PROBLEM TO SOLVE =
Beginning with the line below that contains "364L161 360L153 354L134" and ending with the line that contains "246L79 266L85 297L115", copy every line exactly. Copy nothing else.

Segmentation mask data
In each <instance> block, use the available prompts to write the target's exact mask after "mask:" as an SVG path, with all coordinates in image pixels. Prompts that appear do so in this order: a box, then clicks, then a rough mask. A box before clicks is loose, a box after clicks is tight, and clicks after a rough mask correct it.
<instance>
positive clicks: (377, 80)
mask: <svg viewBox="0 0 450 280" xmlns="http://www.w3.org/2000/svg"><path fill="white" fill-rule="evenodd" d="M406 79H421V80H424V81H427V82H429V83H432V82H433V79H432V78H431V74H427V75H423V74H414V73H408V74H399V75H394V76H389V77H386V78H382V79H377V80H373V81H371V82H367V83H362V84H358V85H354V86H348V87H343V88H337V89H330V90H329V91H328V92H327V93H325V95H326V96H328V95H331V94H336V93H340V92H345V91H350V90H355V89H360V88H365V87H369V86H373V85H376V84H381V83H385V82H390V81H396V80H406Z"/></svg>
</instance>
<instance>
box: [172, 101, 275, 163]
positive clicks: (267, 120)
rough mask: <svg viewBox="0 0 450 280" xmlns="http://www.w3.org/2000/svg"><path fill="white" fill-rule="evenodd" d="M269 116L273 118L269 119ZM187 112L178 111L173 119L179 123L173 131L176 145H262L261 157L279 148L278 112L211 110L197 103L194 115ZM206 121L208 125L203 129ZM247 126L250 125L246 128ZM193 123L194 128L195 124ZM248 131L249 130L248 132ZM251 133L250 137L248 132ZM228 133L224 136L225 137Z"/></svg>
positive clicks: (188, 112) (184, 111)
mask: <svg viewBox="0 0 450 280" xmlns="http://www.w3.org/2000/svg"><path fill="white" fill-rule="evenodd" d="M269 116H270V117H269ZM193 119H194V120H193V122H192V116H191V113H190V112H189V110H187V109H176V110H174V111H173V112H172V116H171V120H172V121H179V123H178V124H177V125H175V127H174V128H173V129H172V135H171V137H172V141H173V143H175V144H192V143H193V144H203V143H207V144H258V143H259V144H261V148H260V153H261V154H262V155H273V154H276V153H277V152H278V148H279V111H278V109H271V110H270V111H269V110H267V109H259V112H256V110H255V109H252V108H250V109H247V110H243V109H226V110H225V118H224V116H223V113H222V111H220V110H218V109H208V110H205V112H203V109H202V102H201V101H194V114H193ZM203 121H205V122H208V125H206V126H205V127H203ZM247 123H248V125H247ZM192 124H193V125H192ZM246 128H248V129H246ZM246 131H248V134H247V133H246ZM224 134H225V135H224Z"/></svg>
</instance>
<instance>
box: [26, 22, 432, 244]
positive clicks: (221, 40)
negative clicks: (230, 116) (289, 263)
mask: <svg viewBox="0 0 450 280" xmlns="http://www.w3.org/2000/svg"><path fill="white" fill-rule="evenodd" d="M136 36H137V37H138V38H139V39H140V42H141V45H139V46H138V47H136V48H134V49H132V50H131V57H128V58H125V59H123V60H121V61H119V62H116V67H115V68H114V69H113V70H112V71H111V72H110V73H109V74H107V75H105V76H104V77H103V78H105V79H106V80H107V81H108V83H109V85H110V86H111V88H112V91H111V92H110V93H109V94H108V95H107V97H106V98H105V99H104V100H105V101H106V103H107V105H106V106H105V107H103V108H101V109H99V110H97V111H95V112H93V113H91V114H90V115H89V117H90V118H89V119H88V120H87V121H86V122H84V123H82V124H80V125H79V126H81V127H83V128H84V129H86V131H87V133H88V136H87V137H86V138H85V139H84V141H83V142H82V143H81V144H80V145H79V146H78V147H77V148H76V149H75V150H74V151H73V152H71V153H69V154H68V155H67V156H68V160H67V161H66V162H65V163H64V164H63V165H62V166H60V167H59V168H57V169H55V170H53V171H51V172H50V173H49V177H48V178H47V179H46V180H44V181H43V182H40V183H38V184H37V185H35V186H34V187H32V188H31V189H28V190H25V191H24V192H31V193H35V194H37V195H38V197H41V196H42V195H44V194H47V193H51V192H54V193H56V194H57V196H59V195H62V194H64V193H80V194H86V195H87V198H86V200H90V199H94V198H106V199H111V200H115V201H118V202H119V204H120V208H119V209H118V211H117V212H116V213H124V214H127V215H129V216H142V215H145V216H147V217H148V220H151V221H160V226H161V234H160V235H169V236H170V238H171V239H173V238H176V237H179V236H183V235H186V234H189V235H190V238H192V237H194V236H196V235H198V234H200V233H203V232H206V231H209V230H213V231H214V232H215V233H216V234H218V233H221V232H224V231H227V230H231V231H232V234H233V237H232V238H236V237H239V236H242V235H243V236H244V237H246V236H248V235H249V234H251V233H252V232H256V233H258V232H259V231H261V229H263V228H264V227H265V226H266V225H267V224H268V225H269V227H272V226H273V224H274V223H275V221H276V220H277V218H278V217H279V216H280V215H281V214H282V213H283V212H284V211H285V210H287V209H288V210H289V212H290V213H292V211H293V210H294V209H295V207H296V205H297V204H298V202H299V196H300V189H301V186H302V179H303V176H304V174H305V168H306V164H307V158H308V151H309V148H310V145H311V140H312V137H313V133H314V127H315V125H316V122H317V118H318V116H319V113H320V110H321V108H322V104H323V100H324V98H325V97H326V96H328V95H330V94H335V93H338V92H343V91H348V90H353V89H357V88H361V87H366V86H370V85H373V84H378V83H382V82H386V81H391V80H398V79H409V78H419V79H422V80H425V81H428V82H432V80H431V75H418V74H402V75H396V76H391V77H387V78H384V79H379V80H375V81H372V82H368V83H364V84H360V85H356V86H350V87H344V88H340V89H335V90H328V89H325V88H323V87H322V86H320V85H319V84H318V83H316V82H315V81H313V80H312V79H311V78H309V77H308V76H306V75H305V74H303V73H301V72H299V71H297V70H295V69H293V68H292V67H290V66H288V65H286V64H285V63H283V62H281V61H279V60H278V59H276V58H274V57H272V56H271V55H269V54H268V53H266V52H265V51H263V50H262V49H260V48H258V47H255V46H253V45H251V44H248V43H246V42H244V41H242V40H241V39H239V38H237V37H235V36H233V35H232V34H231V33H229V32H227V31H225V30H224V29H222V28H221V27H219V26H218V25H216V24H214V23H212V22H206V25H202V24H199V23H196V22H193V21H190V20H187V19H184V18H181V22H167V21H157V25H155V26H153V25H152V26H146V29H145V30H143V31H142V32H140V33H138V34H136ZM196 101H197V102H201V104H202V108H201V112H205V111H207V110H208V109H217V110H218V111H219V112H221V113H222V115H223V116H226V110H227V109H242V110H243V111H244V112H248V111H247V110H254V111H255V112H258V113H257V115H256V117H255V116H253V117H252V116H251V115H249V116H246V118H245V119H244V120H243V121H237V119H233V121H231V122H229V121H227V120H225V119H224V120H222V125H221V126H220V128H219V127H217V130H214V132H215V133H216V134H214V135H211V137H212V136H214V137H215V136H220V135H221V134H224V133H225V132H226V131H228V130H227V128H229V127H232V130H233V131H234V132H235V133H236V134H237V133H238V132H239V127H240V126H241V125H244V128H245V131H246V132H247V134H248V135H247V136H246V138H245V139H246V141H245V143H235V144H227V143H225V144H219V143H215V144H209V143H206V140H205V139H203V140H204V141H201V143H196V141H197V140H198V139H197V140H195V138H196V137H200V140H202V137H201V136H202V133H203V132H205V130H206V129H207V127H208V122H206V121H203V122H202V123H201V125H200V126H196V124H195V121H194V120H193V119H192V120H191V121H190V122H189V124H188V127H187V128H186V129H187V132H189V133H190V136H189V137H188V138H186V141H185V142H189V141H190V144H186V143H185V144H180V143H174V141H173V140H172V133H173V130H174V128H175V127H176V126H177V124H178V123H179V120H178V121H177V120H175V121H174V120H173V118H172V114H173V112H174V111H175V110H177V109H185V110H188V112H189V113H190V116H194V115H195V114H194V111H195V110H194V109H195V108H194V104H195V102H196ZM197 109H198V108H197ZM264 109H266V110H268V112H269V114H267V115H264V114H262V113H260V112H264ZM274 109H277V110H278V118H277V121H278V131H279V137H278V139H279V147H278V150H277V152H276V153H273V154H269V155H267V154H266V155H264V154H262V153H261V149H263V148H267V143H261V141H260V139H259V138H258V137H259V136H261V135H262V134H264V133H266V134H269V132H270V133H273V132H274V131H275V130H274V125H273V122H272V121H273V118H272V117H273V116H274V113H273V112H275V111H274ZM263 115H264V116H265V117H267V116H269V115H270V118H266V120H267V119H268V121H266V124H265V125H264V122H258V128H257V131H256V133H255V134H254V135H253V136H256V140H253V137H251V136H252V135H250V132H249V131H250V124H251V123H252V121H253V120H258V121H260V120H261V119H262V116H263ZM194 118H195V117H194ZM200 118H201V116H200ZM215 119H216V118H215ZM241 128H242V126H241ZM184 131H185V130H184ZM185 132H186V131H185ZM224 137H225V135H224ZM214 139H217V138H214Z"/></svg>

==

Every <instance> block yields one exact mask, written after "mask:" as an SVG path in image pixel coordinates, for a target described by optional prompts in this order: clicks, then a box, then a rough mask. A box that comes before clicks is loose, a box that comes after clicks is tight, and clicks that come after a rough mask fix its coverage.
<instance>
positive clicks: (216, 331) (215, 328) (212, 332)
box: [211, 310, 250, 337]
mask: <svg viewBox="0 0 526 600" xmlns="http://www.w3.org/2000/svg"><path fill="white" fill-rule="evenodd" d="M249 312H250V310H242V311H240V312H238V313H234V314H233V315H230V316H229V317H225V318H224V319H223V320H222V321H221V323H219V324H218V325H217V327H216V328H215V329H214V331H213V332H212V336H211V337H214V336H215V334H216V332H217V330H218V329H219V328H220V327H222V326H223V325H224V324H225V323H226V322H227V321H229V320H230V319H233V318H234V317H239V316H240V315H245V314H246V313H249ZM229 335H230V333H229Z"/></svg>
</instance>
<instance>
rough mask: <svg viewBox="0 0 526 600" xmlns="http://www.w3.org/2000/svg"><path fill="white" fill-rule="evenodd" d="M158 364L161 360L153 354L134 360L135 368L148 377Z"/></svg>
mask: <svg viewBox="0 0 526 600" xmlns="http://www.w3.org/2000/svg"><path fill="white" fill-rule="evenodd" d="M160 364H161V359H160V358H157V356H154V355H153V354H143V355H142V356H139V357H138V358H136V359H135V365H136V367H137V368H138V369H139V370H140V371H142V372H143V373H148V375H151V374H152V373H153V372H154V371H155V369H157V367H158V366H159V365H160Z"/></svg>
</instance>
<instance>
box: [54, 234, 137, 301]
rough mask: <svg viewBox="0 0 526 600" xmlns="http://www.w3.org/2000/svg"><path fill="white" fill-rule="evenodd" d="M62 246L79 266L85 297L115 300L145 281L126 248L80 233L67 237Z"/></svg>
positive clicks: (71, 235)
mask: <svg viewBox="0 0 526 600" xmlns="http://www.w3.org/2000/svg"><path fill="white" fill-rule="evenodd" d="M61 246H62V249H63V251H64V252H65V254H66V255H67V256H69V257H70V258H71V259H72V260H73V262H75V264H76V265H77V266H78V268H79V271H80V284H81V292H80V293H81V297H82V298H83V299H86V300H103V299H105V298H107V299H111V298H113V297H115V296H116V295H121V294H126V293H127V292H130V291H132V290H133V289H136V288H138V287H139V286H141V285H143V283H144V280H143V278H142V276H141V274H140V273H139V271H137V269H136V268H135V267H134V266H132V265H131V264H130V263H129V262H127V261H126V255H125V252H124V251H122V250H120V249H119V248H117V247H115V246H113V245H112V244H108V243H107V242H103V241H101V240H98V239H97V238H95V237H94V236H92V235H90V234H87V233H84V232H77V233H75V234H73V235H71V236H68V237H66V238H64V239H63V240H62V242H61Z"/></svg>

---

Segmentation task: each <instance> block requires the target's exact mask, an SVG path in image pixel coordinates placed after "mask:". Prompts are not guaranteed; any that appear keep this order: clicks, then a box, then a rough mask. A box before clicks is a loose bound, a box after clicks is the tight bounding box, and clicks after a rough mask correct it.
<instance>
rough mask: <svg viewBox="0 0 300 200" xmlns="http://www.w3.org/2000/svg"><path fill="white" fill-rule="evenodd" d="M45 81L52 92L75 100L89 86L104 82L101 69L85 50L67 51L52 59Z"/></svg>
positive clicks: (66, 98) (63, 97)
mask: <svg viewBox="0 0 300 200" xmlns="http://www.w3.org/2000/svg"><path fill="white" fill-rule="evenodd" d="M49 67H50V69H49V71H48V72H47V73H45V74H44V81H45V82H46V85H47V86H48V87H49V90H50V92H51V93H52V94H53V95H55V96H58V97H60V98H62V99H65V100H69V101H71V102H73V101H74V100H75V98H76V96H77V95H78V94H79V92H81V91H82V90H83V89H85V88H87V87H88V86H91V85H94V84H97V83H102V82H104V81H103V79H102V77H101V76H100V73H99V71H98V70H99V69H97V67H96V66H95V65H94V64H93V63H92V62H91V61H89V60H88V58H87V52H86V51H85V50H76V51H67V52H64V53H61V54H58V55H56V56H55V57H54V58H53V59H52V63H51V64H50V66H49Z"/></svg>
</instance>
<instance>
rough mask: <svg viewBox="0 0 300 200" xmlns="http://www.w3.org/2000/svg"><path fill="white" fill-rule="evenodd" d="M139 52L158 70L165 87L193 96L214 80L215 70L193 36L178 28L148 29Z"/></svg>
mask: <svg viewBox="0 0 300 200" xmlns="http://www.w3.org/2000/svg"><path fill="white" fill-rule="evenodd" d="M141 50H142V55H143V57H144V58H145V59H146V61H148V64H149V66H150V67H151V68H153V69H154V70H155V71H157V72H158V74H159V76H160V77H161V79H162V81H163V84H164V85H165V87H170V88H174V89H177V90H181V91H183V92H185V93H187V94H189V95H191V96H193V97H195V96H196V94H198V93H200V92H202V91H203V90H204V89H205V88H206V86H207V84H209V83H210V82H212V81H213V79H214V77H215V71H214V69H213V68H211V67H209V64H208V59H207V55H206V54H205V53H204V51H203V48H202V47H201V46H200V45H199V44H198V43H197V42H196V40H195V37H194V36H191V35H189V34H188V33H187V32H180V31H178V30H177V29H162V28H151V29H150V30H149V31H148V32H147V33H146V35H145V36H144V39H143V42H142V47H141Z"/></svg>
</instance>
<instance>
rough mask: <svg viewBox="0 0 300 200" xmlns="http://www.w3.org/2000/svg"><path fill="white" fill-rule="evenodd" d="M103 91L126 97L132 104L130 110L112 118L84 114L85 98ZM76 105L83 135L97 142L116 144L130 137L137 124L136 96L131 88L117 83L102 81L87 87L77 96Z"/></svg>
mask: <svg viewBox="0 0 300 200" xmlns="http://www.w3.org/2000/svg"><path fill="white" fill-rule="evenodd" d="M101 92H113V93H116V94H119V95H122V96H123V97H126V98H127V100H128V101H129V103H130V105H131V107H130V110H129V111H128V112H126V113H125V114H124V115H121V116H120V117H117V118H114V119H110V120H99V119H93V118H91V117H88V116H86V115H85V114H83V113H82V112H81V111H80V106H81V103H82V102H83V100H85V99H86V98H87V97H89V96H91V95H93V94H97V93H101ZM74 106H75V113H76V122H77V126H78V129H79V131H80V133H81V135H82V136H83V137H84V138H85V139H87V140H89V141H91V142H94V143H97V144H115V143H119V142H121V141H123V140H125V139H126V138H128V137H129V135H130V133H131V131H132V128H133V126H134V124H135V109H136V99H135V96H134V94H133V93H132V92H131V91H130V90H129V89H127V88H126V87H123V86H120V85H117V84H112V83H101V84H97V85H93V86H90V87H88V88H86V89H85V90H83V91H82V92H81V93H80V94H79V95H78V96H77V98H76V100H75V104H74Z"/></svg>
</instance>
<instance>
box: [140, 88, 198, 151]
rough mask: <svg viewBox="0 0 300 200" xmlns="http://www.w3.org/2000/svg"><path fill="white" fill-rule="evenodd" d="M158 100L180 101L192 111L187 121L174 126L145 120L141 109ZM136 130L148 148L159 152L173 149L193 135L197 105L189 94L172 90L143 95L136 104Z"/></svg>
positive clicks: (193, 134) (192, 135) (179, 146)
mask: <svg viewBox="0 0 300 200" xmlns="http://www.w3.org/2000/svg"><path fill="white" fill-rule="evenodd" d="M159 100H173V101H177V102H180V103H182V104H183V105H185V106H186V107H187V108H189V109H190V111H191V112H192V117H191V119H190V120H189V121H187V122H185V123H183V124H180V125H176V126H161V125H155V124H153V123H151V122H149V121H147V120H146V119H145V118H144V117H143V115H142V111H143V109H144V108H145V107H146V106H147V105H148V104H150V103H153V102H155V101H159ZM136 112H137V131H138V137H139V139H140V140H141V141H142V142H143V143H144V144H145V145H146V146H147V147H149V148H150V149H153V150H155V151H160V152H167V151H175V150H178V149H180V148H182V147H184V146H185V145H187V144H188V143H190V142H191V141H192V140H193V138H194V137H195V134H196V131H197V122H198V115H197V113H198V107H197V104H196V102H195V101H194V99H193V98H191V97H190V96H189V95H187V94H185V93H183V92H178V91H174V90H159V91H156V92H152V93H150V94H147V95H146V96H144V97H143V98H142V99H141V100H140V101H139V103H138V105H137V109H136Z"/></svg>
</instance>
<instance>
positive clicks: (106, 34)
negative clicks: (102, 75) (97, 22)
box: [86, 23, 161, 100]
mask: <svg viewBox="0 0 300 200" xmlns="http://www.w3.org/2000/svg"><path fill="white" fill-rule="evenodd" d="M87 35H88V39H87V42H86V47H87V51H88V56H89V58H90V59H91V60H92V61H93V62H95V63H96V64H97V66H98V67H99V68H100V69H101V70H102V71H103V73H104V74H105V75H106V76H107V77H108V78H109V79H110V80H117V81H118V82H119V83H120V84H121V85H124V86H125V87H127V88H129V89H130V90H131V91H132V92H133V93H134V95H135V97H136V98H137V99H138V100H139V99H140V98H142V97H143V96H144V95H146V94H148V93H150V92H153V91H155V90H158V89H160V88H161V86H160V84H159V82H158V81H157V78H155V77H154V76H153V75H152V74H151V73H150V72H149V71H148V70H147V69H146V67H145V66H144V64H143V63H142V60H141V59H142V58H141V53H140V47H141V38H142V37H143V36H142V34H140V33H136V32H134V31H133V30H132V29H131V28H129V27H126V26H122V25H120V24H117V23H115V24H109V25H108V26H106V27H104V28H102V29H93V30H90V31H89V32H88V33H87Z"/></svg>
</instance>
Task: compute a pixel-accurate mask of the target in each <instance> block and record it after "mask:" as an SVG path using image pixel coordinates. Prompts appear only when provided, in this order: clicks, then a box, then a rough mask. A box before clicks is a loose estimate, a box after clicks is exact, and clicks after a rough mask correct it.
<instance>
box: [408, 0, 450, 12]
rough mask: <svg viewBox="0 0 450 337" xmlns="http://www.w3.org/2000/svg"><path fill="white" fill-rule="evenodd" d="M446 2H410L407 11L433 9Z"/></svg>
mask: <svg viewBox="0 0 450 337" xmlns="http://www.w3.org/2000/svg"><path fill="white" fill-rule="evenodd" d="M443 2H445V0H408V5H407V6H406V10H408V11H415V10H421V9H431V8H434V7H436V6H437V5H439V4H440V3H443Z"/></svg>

RESULT =
rough mask: <svg viewBox="0 0 526 600" xmlns="http://www.w3.org/2000/svg"><path fill="white" fill-rule="evenodd" d="M158 364L161 360L153 354L134 360L135 368L148 377Z"/></svg>
mask: <svg viewBox="0 0 526 600" xmlns="http://www.w3.org/2000/svg"><path fill="white" fill-rule="evenodd" d="M160 364H161V359H160V358H157V356H154V355H153V354H143V355H142V356H139V357H138V358H136V359H135V365H136V367H137V368H138V369H139V370H140V371H142V372H143V373H148V375H151V374H152V373H153V372H154V371H155V369H157V367H158V366H159V365H160Z"/></svg>
</instance>
<instance>
box: [54, 234, 137, 301]
rough mask: <svg viewBox="0 0 526 600" xmlns="http://www.w3.org/2000/svg"><path fill="white" fill-rule="evenodd" d="M62 246L79 266L85 297L115 300L145 281L126 248L80 233L67 237Z"/></svg>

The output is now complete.